Task data Block Start

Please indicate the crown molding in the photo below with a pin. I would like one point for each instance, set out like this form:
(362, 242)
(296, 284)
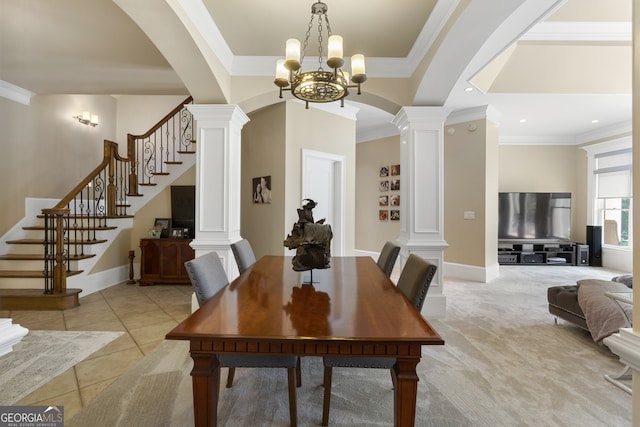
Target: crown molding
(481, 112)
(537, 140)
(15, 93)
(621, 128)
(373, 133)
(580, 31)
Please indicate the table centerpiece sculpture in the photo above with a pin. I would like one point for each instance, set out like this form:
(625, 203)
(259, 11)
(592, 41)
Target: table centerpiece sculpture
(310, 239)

Task data Block End
Task data Block Start

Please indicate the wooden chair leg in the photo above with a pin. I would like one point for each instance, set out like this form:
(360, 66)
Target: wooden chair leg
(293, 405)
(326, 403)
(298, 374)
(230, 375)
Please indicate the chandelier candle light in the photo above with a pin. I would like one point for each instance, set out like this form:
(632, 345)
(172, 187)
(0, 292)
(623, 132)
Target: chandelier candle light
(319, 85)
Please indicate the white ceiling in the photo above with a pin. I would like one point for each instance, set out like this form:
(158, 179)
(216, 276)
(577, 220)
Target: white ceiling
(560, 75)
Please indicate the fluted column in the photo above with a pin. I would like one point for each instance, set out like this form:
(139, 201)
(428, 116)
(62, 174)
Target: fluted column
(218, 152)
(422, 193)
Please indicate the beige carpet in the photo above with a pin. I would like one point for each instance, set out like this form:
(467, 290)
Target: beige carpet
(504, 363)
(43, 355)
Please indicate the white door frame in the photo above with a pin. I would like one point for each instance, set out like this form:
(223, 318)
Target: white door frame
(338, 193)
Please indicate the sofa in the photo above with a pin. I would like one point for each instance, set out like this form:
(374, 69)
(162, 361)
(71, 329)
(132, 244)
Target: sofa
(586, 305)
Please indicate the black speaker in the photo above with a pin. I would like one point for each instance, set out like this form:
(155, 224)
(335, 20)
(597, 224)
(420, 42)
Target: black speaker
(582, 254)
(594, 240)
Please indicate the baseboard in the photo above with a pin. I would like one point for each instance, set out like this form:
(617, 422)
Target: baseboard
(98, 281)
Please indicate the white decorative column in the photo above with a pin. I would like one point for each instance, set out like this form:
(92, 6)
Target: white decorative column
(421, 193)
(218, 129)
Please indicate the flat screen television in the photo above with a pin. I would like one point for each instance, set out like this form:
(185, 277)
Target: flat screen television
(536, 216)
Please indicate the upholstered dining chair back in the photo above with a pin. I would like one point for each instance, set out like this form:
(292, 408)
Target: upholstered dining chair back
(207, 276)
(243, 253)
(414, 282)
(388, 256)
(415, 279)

Task data Block End
Task data Block Start

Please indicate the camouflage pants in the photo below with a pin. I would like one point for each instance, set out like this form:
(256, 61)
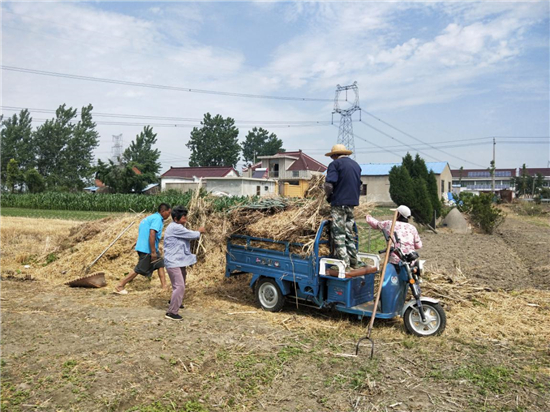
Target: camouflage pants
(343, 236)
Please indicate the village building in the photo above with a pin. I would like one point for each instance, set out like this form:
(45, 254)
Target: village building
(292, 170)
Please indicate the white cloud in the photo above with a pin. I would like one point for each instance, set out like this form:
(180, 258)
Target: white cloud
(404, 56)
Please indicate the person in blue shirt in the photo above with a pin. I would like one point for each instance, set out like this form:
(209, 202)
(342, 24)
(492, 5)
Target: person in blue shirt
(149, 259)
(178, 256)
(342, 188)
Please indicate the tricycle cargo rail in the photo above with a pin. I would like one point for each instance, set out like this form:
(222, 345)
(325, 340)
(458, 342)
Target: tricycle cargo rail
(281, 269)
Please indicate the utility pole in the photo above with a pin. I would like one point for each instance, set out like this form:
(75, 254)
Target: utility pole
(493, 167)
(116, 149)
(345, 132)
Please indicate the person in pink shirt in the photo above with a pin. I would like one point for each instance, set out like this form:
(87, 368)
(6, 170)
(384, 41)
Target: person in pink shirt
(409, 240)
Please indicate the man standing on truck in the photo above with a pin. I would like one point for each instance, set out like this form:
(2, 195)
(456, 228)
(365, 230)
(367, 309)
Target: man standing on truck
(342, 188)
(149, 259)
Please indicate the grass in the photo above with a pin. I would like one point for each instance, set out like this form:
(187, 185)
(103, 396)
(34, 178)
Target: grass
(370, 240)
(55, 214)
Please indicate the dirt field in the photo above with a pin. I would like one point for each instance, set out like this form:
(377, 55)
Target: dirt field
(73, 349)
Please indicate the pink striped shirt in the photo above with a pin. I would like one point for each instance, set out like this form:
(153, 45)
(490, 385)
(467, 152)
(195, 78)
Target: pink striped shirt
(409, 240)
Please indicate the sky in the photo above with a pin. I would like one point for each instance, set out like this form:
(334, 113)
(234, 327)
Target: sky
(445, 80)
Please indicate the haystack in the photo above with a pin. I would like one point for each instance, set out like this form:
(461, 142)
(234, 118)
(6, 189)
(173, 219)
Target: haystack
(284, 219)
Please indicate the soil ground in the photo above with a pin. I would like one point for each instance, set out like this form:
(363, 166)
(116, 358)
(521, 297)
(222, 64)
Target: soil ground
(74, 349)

Task data Block End

● Exercise directions
What lines in the material above contain the word "below"? Copy them out.

● Written response
Please indicate the crown molding in the photo below with a pin. I would like one point for each instance, set out like this form:
Please indicate the camouflage pants in the photo below with a pin. I would like one point for each instance, set out like this form:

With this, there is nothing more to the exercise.